=== Text ===

Tap Into Your Social Brain

Let's look at this logic problem:

A logic problem involving cards

Try to determine the answer.

Hint: It's presented visually to try to trick you (as we saw last time).

The answer is two cards, the A and the 3.

Try this one:

You are a police officer enforcing this law:

It is only legal for minors to drink non-alcoholic beverages.

You are busy, so you need to quickly assess each bar with the minimum amount of checks.

You walk into a bar, and you see this scene:

There are four people in the bar. One is a teenage boy, but you can't see his drink. One is an old man, and you can't see his drink. The third person has a coke^1, but he/she is behind a column so you can't see their age. The last person has a big pint of beer, but he/she is also blocked by a column.

Did you get the answer? You need to check two people. You don't need to check the old man, he's obviously not a minor. You don't need to check the person with a coke, even though he might be underage. That leaves the other two. The teenage boy on the left might have an alcoholic drink (which you can't see), and the person you can't see has a beer, so he/she might be a minor.

Was that easier? Would it surprise you if I told you that the card problem and the bar problem are equivalent?^2 Why is it easier to solve the bar problem with almost no effort?

There are two reasons: one, it calls on years of built-up, real-world experience. Second, the problem is social---that is, it is about people. We humans are built to handle complex relationships between people. Our reasoning power is somehow magnified and clarified when phrased in terms of people in a familiar situation.

Moral: When possible present a logic problem as a problem people have no difficulty solving.

What's interesting is that you instantly know the shape of the solution when presented with the bar version of the problem. You think "I'm looking for minors and alcoholic beverages." Whereas my first reaction to the card version was "I'm looking for vowels and even numbers" (which is wrong). Only after careful, slow, deliberate thinking was I able to see that I should be looking for vowels and odds.

If you present material in the right way, it will help you teach the material better. You've likely had this experience before. Did your teacher ever do a math problem in terms of buying something and making change? Somehow, kids who score poorly in math class can still do the same problem when it's presented as a human-to-human exchange!

===

Requirement 1:
Filter the rows to every line containing the string "several", treating uppercase and lowercase as distinct, and copy those lines.
The rows below have no connection to the text above.

=== Given data ===

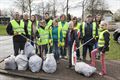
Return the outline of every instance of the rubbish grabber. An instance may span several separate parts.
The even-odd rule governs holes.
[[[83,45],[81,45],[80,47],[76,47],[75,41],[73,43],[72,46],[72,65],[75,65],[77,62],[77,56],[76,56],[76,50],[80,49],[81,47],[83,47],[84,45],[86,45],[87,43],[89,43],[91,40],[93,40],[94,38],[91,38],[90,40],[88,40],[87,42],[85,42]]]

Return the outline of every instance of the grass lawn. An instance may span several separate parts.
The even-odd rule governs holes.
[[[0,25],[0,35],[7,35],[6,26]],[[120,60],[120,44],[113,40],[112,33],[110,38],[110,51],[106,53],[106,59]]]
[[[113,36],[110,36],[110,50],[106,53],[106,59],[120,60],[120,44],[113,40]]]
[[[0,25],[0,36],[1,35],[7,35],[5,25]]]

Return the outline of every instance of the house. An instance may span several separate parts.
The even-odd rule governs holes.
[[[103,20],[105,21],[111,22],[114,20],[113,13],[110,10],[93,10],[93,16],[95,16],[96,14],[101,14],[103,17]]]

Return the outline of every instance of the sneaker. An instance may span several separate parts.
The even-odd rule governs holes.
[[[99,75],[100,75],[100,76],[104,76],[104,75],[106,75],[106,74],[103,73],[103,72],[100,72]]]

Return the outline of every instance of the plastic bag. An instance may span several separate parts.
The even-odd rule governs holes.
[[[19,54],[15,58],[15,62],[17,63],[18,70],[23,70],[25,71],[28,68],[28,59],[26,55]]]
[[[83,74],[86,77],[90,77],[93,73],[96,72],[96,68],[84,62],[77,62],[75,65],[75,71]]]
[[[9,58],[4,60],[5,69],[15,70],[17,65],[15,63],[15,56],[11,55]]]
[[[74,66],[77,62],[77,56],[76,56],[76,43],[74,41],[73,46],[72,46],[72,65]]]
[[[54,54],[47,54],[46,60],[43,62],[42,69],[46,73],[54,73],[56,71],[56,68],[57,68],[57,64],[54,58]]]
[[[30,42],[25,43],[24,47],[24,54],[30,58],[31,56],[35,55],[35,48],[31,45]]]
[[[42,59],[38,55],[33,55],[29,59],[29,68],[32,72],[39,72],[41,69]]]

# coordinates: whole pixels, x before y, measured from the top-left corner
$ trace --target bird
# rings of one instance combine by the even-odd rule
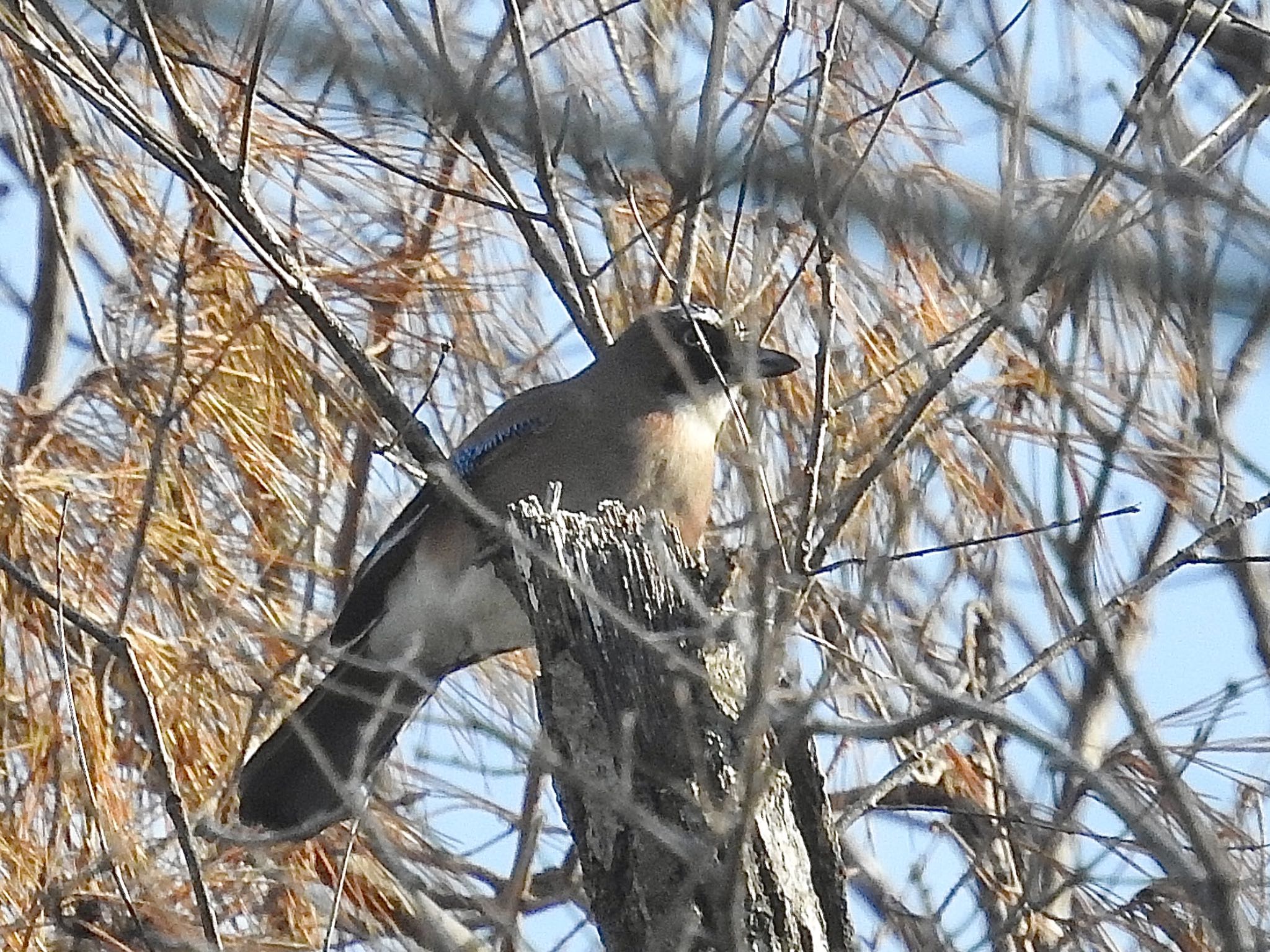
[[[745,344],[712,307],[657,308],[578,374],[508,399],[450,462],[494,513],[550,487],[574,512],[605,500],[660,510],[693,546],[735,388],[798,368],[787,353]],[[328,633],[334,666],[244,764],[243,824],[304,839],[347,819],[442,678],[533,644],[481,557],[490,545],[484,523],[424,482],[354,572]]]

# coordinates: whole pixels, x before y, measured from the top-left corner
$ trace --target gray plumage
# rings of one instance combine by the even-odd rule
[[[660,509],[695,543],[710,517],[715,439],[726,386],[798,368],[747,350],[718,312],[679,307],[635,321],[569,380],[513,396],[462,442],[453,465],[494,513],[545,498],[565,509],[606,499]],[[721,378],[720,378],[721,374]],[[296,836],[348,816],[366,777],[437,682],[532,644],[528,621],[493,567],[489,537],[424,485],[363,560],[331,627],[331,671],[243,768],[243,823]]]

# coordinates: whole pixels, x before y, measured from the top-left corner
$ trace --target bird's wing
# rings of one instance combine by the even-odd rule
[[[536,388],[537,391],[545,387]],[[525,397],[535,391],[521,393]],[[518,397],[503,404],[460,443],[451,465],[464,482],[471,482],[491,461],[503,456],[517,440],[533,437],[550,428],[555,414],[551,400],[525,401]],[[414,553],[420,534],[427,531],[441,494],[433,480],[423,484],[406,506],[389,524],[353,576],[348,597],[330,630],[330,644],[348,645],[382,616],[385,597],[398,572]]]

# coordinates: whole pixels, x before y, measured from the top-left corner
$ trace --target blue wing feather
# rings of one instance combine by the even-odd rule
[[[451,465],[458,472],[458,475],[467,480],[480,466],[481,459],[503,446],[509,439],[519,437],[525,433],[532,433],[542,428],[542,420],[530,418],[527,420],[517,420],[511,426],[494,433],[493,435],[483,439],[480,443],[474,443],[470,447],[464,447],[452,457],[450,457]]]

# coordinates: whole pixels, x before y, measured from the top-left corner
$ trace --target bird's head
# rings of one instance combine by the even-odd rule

===
=== Given data ===

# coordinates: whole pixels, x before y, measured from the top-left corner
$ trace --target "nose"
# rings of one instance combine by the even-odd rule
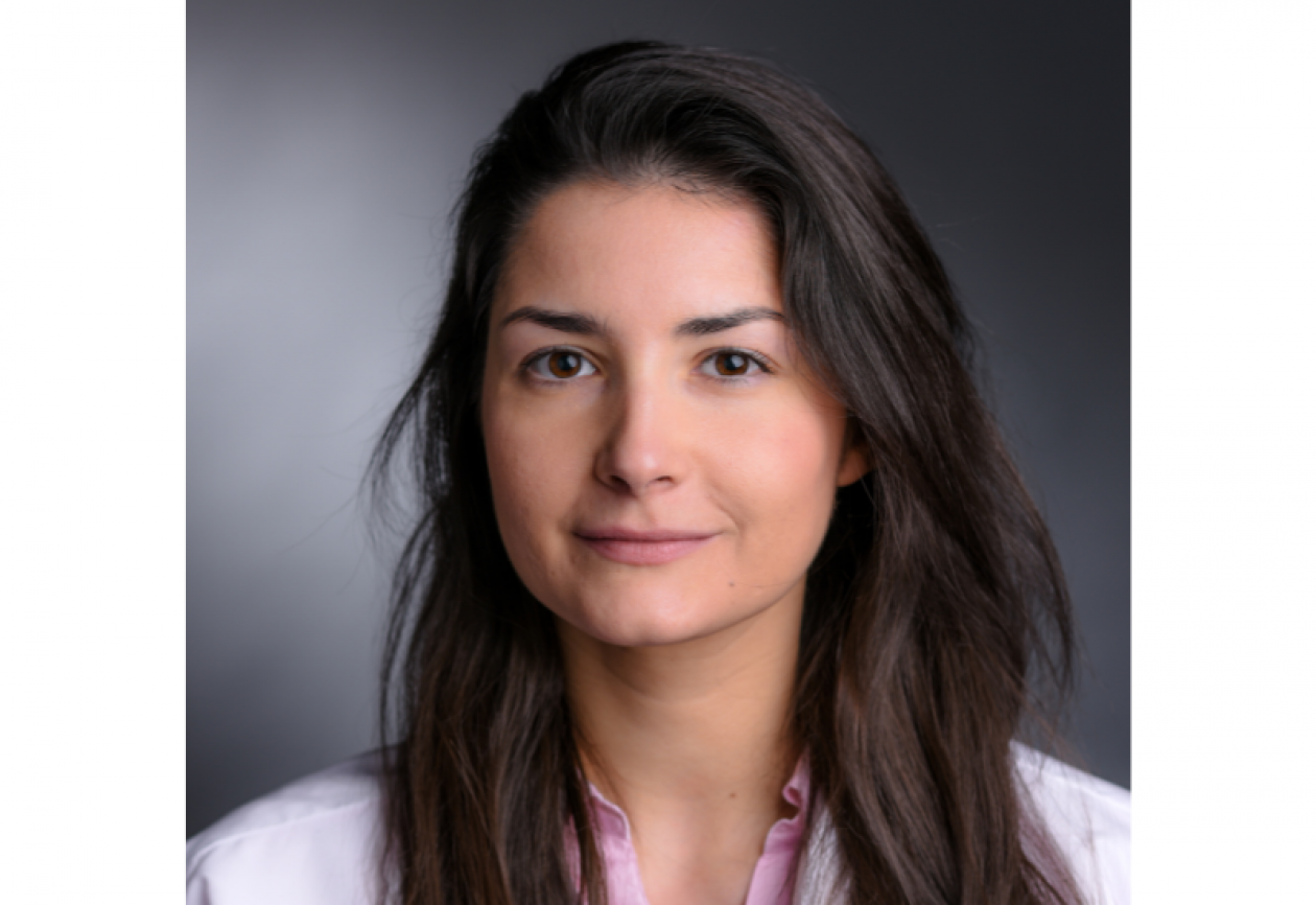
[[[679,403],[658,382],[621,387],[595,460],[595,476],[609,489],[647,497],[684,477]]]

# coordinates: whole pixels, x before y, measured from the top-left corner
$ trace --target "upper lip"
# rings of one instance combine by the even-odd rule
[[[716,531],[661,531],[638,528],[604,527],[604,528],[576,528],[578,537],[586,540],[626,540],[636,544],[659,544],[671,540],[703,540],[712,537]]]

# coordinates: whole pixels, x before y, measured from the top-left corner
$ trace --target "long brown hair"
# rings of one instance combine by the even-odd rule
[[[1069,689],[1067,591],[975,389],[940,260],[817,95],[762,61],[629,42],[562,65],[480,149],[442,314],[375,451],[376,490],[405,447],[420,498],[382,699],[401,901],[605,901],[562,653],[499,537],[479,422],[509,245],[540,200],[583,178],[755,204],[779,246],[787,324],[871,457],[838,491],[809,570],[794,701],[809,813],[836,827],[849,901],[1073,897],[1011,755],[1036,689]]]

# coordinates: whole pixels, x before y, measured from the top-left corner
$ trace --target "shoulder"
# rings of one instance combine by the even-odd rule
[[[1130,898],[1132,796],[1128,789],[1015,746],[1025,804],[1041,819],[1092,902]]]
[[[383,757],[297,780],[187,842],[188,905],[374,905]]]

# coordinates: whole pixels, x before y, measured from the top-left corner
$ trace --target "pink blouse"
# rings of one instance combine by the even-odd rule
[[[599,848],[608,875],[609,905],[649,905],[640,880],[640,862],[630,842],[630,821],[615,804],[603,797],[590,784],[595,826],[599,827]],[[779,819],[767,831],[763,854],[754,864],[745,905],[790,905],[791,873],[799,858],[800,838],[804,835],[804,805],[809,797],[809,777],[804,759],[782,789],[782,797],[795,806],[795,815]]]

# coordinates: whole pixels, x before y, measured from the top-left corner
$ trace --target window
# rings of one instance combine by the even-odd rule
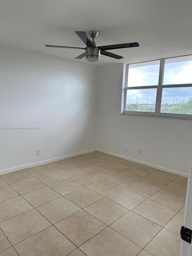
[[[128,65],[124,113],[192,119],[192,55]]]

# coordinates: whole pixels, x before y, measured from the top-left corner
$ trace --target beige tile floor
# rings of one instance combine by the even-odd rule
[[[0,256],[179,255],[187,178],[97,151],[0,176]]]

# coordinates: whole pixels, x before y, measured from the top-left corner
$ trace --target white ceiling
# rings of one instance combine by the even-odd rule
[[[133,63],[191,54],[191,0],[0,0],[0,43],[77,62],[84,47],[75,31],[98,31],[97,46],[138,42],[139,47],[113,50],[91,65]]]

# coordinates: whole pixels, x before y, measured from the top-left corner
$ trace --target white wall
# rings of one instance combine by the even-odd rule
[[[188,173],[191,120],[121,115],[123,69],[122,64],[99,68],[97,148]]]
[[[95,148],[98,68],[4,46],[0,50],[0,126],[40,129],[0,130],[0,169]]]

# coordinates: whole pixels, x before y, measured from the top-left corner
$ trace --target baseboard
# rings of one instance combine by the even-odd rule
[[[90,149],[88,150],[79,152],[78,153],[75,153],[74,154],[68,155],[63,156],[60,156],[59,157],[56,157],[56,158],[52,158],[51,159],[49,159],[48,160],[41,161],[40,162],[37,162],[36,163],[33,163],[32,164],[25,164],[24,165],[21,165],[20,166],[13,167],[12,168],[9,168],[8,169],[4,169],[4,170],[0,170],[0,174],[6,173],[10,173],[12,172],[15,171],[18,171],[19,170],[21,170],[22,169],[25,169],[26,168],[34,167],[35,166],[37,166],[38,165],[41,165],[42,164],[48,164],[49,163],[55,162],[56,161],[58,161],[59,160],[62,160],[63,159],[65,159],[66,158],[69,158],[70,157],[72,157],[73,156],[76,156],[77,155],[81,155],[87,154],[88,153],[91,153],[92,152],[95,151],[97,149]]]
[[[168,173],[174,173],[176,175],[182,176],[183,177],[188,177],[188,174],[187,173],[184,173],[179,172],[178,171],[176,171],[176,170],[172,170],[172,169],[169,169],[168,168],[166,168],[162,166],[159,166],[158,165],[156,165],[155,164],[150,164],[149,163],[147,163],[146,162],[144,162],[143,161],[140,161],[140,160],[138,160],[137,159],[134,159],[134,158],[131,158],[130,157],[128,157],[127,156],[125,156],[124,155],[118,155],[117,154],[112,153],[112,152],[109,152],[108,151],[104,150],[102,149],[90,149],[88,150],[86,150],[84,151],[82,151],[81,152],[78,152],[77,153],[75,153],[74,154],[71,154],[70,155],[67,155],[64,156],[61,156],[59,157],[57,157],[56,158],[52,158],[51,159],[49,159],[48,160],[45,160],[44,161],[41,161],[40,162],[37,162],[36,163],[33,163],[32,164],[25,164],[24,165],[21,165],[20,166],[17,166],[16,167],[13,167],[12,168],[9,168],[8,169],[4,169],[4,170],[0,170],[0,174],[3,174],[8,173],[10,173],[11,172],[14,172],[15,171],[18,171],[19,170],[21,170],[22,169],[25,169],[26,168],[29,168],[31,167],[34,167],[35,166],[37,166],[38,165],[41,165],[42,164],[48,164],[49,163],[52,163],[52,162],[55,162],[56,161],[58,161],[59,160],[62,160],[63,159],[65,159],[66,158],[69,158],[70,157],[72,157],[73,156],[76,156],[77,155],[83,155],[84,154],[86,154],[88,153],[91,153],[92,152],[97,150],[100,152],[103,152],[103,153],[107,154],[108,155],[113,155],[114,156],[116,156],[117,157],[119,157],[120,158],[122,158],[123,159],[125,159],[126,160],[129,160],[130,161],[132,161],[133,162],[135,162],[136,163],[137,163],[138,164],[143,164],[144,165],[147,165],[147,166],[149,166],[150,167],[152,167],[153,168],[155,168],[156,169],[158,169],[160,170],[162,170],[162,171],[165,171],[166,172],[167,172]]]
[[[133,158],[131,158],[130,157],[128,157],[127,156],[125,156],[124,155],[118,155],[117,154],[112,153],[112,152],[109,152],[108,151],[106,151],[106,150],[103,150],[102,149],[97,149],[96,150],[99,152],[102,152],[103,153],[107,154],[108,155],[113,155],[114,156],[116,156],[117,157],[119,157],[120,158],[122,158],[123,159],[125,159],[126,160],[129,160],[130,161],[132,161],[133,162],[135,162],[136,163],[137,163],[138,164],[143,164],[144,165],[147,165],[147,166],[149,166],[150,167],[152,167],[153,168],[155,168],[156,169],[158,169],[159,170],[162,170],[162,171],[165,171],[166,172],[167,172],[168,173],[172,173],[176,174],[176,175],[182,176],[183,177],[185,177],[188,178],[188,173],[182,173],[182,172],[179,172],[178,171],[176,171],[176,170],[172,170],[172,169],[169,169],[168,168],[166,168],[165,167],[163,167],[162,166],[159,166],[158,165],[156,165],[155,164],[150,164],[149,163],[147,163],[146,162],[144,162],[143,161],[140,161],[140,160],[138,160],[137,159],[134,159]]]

===
=== Given data ===

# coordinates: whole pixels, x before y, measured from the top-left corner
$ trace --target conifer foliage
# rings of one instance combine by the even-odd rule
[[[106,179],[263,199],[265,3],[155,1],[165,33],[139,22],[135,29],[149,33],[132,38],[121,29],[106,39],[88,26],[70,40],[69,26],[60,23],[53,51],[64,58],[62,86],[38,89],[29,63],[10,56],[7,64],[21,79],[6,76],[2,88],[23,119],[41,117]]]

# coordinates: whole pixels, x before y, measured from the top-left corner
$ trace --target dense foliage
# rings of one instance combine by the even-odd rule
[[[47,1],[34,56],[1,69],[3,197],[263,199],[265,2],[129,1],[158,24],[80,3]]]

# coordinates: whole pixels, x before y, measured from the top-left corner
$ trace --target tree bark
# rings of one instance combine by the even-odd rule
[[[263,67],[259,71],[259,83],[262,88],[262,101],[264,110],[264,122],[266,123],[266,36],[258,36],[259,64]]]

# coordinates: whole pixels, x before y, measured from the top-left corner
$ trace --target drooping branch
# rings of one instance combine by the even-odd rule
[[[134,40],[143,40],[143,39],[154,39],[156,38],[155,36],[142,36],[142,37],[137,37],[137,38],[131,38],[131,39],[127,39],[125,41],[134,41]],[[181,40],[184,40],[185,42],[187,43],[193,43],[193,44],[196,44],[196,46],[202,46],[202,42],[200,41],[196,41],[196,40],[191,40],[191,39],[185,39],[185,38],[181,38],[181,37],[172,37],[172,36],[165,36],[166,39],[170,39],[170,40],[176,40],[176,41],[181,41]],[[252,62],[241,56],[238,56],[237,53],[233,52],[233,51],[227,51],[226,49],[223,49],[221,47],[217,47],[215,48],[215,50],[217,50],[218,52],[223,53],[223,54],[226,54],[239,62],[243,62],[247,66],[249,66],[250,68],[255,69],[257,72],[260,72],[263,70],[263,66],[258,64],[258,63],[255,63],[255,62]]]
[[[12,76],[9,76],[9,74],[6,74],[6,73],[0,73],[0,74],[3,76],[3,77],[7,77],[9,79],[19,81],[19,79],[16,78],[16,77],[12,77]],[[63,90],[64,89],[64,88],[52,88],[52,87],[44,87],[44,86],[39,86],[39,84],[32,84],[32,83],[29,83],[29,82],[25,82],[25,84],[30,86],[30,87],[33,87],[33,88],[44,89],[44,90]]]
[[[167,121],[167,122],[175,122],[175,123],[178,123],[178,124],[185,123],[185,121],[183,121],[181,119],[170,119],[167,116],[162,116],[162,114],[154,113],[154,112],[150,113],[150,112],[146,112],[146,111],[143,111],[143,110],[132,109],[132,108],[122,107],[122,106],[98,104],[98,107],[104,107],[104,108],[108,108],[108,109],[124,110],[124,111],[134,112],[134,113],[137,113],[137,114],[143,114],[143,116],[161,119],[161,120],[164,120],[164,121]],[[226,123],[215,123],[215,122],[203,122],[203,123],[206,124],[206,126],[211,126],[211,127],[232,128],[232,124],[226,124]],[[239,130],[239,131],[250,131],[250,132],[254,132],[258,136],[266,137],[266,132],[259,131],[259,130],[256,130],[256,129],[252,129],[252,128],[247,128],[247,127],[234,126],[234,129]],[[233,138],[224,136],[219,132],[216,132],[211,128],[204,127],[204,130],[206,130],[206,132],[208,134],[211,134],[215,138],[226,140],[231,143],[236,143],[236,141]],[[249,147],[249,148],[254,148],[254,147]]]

===

Requirement 2:
Answer these questions about the social-brain text:
(a) Which two cards does the text give as the answer to the card problem?
(b) How many people are in the bar?
(c) What two reasons does the text give for why the bar problem is easier to solve?

Complete answer 1:
Return the outline of every instance of the rubbish grabber. An instance may span several separate parts.
Return the outline of every instance of the grass lawn. An instance may span several separate parts.
Return the outline of every instance of the house. An instance may span several separate parts.
Return the outline of every instance of the sneaker. An instance may span several separate parts.
Return the outline of every instance of the plastic bag. An instance may span several separate parts.

Complete answer 2:
(a) The A and the 3.
(b) Four.
(c) It draws on years of built-up, real-world experience, and it is social, meaning it is about people.